**Tasks and exercises**
- 1) Write out the piece on Tom Hayden word for word, everything from "A co-founder of" down to "civil rights progress.".
- 2) Carry on the piece on Tom Hayden past its last sentence.
━━━━━ Text segment ━━━━━
Tom Hayden – Based in part on conversations with Ricardo Alarcon – Seven Stories Press (2015)
Tom Hayden of SDS fame looks tired, and he doesn’t have the fire in the belly that I imagined I might see when I attended his talk at the Enoch Pratt Library in Baltimore. I considered him a radical and mystical force of change when I was a teenager, but today I need to give him some slack, he’s 75 after all.
A co-founder of Students for a Democratic Society in 1961, Hayden was jailed in Albany, Georgia, for attempting to desegregate a railway station. While incarcerated, he began drafting the famed Port Huron Statement, which introduced the concept of “participatory democracy” to a wider audience. Hayden later became president of SDS and helped form the Economic Research and Action Project to spur civil rights progress.
Hayden already has a lifetime of advocacy under his belt — on peace and justice issues, environmental issues and also elective office (18 years in the California Legislature). And he shows no signs of slowing. He currently leads the Peace & Justice Resource Center in California.
━━━━━ Entries provided ━━━━━
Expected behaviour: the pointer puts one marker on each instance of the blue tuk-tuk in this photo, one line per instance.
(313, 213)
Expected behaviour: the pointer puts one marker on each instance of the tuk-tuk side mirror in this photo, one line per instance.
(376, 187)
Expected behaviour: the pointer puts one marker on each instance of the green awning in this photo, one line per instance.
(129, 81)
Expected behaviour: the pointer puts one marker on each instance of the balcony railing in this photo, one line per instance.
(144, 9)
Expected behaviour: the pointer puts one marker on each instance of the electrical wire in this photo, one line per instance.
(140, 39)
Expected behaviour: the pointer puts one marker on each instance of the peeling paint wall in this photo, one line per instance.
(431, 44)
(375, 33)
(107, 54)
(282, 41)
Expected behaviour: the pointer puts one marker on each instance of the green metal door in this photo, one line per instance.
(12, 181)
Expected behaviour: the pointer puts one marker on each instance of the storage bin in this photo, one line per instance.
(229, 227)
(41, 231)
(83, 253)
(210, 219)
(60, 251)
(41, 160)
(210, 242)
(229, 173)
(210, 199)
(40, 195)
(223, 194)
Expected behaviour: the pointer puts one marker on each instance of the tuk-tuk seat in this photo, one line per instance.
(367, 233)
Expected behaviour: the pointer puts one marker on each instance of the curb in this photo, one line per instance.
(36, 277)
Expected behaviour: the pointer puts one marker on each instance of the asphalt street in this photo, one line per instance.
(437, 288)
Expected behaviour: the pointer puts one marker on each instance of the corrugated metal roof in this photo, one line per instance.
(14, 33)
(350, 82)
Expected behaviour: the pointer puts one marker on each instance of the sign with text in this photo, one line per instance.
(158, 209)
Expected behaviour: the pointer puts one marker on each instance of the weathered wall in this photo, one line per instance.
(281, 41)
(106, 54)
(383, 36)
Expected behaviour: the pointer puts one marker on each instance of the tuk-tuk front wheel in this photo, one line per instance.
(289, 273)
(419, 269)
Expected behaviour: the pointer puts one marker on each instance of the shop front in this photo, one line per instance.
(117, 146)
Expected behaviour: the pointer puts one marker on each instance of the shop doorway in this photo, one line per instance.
━━━━━
**Outputs by task**
- 1)
A co-founder of Students for a Democratic Society in 1961, Hayden was jailed in Albany, Georgia, for attempting to desegregate a railway station. While incarcerated, he began drafting the famed Port Huron Statement, which introduced the concept of “participatory democracy” to a wider audience. Hayden later became president of SDS and helped form the Economic Research and Action Project to spur civil rights progress.

- 2)
The Peace and Justice Resource Center is a non-profit advocacy and consulting center dedicated to original, carefully researched analysis of the real state of the long wars in Afghanistan, Pakistan, and Iraq, as well as the failed U.S. wars on drugs and gangs, and U.S. military responses to nationalism and poverty around the world. ….. The PJRC collaborates with Progressive Democrats for America, Brave New Foundation, Just Foreign Policy, and the networks of United For Peace & Justice, CODEPINK, Peace Action, and Stop Funding Torture.com.
Listen, Yankee! Why Cuba Matters is a cross between an intimate conversation between old friends (Hayden and Ricardo Alarcon), a historical thesis about a place and time that has been closed off to most Americans thanks to our country’s embargo, and a call to Americans (the Yankees) to set aside our misconceptions (of which there are many) and take a fresh look at Cuba, its people, economy and politics.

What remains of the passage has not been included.